| BRANO |
Operaio trasporta l’açai destinato al mercato di Ver-o-Peso da tutta la regione e dal Marajòo dello Stato. Immagine di Karl Mancini.

La bancarella dell’ortolano globale

Finito sulla bancarella dell’ortolano globale come il kiwi neozelandese e la papaya messicana, consumato in palestra tipo frutto della passione o litchi della Cina, venduto nei negozi bio assieme alle bacche tibetane di Goji e all’acerola paraguaiana, esposto nelle erboristerie tra la graviola tropicale e l’anacardo amazzonico, citato sempre nella filastrocca dell’esotismo salutista che via via ci ha portato in frigorifero il cupuaçu e lo jenipapo, il tapareba e il bacurì, la guaiava e il mastruz… Nei primi dieci anni di sfruttamento intensivo, l’esportazione di bacche viola è aumentata del 1.500 per cento. I guadagni si sono moltiplicati per trenta. Le aree convertite a questa monocultura sono triplicate. E se in luoghi simbolici come Açailândia, città nata dal nulla e con un destino nel nome, negli Anni 90 era ormai troppo tardi per cambiare rotta, ritornare all’agricoltura e rinunciare al ricco Pil garantito dalle miniere di ferro, nel resto del Parà no: ci sono luoghi, come l’isola di Yagaré Xingu, dove molte famiglie hanno abbandonato la pesca e qualsiasi altra attività per dedicarsi solo all’açai. Hanno imparato a lavare le bacche, a scolarle, a macerarle, a raffinarne la polpa in setacci a maglie larghe e più sottili, a filtrarle fino a ottenere un succo denso e cremoso. A sognare una nuova ricchezza, anche se naturalmente nessuno di questi contadini improvvisati è il proprietario dei terreni dove si raccoglie l’açai. E ognuno rischia d’essere cacciato da un momento all’altro.

| DATI |

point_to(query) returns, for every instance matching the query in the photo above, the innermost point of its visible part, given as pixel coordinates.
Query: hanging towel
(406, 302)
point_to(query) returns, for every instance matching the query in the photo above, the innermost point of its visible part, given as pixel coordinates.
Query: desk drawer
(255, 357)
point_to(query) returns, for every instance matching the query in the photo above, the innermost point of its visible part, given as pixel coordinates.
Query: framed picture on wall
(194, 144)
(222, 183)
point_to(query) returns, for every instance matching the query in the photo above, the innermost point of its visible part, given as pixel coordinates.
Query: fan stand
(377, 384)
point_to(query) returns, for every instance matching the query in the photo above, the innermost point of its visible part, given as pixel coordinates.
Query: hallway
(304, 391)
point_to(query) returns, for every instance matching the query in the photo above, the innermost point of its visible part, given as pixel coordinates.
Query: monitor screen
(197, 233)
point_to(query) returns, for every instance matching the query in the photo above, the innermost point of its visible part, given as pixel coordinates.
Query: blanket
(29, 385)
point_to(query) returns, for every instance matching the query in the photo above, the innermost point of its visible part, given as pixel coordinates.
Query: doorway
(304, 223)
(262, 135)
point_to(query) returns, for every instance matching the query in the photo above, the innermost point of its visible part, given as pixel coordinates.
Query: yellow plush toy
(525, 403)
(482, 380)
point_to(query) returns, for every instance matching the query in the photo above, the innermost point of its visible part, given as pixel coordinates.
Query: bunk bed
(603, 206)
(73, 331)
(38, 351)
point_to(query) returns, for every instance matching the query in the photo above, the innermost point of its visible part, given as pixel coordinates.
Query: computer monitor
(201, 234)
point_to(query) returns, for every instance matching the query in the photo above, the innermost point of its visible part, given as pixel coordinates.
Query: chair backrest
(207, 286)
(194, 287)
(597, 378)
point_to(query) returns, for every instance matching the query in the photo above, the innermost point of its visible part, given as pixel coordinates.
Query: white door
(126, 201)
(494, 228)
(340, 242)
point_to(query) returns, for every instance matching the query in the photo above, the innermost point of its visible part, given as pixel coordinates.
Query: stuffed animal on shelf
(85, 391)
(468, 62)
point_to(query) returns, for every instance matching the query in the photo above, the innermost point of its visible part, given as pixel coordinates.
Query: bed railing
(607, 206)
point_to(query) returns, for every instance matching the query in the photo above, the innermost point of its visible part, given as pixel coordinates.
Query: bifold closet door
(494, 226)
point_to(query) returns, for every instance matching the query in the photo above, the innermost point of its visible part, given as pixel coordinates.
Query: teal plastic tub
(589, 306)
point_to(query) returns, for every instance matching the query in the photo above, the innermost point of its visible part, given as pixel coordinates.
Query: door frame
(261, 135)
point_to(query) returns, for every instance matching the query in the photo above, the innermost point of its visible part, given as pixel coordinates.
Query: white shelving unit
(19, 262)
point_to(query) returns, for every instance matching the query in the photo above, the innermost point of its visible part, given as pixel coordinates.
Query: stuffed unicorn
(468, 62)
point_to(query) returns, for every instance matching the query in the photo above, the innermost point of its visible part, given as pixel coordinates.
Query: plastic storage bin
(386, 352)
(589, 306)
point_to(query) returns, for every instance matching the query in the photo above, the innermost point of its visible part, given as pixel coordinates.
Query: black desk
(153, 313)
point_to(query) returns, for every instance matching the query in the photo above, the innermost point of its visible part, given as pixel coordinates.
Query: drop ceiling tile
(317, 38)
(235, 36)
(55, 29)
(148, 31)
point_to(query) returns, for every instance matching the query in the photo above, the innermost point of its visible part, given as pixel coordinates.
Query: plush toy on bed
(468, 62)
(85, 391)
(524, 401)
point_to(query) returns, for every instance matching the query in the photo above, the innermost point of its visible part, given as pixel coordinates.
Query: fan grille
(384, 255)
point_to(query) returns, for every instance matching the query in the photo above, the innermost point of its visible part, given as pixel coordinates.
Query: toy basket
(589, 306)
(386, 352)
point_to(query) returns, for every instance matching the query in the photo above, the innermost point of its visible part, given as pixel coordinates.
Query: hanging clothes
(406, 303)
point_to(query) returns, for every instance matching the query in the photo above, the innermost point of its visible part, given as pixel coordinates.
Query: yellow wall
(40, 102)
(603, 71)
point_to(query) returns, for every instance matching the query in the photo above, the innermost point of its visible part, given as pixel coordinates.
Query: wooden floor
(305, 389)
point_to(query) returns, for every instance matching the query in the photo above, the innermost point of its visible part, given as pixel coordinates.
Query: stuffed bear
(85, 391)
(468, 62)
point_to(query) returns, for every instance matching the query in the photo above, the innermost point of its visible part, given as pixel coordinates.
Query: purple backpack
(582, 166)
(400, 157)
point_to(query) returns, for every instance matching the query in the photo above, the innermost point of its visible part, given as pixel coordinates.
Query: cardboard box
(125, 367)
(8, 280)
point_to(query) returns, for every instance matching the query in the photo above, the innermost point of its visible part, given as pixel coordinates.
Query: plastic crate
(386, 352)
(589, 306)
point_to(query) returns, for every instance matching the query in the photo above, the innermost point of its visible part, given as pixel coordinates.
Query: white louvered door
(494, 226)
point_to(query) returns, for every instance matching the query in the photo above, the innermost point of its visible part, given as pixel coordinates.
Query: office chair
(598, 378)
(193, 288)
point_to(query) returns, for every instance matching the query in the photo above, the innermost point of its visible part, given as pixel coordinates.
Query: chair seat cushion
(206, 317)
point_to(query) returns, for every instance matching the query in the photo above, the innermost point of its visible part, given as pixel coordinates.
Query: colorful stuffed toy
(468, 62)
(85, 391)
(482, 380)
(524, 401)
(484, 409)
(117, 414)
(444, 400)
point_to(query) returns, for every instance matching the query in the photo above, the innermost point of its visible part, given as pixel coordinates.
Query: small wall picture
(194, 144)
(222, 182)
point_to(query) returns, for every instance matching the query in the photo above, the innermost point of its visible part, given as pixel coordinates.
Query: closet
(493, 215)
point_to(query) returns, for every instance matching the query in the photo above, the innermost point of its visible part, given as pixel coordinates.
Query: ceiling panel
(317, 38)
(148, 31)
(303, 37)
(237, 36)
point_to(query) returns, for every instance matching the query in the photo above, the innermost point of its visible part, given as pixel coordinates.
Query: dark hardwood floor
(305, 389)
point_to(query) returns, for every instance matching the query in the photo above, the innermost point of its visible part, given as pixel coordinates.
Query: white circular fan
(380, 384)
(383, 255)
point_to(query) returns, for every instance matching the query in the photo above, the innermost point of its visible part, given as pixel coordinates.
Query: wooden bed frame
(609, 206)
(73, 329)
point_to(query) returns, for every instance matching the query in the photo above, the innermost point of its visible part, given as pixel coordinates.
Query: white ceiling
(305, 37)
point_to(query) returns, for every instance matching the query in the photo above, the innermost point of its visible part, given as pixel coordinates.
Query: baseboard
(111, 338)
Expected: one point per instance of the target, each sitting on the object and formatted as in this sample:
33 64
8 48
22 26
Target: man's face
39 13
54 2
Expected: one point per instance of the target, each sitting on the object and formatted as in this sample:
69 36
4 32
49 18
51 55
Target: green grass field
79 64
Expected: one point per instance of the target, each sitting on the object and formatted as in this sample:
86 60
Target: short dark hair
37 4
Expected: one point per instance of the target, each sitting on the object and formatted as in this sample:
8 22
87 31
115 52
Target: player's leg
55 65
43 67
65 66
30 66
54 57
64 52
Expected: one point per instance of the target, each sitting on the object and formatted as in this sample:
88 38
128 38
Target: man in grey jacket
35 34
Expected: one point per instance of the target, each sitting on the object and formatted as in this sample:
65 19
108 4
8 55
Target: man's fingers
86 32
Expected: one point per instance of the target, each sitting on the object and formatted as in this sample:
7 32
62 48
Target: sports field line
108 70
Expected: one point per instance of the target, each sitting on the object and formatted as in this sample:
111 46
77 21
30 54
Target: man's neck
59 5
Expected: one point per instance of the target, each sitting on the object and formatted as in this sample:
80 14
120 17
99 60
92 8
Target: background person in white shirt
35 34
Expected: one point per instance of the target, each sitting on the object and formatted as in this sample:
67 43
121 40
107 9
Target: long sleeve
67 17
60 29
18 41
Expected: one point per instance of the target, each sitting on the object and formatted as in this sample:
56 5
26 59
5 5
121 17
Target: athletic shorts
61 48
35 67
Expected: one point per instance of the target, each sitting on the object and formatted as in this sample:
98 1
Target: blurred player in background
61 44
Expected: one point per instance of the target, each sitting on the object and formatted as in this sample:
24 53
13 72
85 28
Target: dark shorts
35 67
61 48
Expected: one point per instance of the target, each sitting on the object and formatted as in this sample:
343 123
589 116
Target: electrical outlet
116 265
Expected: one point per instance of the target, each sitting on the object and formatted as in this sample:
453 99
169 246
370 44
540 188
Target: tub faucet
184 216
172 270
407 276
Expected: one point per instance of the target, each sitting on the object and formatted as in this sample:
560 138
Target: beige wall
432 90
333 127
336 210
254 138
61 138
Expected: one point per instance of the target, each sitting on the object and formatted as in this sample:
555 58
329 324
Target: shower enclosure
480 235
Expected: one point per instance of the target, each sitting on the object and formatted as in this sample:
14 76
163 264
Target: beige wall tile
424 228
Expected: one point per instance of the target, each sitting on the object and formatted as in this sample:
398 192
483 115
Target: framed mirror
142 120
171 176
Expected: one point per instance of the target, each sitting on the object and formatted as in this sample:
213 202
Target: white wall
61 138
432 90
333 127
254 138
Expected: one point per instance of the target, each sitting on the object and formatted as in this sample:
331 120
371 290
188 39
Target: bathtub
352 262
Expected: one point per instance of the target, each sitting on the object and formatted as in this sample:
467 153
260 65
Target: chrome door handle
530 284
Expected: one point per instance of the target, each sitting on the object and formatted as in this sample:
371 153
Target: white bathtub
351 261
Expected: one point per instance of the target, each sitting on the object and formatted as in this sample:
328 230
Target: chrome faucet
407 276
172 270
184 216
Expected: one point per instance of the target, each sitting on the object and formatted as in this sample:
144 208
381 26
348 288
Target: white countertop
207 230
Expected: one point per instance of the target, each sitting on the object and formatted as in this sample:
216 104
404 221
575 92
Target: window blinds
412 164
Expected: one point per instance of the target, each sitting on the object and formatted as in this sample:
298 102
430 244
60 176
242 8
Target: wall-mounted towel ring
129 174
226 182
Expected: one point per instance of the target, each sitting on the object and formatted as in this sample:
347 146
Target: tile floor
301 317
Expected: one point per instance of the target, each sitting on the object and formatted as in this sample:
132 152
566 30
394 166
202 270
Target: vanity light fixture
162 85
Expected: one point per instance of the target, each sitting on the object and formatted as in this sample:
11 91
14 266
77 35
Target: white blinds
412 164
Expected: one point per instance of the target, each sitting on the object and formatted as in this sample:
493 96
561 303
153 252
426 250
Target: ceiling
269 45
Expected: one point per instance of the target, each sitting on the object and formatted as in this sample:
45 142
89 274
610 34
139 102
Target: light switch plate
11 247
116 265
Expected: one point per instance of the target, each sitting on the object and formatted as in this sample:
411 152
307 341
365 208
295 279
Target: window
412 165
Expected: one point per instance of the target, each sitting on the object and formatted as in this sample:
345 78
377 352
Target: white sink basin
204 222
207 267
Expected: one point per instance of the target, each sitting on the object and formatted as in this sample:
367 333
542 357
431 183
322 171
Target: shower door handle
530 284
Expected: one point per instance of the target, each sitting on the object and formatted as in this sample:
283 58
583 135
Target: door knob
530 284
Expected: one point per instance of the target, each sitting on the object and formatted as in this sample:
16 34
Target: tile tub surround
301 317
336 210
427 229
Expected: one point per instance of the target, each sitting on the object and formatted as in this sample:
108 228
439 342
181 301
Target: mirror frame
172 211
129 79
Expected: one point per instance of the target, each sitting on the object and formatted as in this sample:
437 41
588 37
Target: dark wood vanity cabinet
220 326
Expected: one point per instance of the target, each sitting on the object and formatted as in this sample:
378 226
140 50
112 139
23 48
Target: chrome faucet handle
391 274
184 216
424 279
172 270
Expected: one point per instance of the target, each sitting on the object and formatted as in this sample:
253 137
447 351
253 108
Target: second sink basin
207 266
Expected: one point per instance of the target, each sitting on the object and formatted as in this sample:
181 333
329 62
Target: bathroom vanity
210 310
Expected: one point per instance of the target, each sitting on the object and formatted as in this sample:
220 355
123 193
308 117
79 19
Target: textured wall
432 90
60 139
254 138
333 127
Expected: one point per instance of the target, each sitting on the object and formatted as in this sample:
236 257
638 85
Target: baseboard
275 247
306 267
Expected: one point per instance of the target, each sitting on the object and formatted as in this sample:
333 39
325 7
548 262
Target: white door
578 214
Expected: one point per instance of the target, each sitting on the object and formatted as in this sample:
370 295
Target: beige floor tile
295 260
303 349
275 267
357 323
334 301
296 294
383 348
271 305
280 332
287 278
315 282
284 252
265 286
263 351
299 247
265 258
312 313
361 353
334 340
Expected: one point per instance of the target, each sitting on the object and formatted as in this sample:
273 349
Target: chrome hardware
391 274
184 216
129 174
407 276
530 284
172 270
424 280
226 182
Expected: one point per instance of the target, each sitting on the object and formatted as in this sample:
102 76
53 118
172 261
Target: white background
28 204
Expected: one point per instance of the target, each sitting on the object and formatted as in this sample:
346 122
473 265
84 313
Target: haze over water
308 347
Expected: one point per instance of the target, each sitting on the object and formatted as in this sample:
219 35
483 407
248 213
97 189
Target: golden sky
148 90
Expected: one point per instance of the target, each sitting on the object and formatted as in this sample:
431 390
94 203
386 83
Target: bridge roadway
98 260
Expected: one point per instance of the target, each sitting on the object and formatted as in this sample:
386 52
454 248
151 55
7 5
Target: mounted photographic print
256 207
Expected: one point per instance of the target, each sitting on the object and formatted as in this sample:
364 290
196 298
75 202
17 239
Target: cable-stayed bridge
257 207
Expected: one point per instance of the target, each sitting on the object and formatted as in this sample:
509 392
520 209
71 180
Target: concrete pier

| COMPITO 1 |
Secondo il brano sull'açai, di quanto è aumentata l'esportazione di bacche viola nei primi dieci anni di sfruttamento intensivo?
| COMPITO 2 |
Prosegui il brano sull'açai a partire dalla sua ultima frase.

| RISULTATO 1 |
Del 1.500 per cento.

| RISULTATO 2 |
Impossibile competere con le multinazionali

E in definitiva, è impossibile competere coi prezzi delle multinazionali (in questi anni non c’è mai stata molta preoccupazione per i destini dei raccoglitori: da Slow Food ai missionari cattolici, tutti a benedire l’açai che in fondo consentiva agl’indios di «usare la foresta senza tagliarla, distruggerla o incendiarla», come spiegò il vescovo francescano di Marajò, dom Evaristo Spengler. Un ettaro d’açai rende 6.700 dollari l’anno, contro gli 820 della soia che ha deforestato l’Amazzonia. Meglio vendere una bacca che rubare il legname, allevare vacche, costruire centrali idroelettriche, estrarre oro, invadere tutto di soia e solo di soia, asfissiando il polmone verde del mondo e arricchendo i ricchi di sempre).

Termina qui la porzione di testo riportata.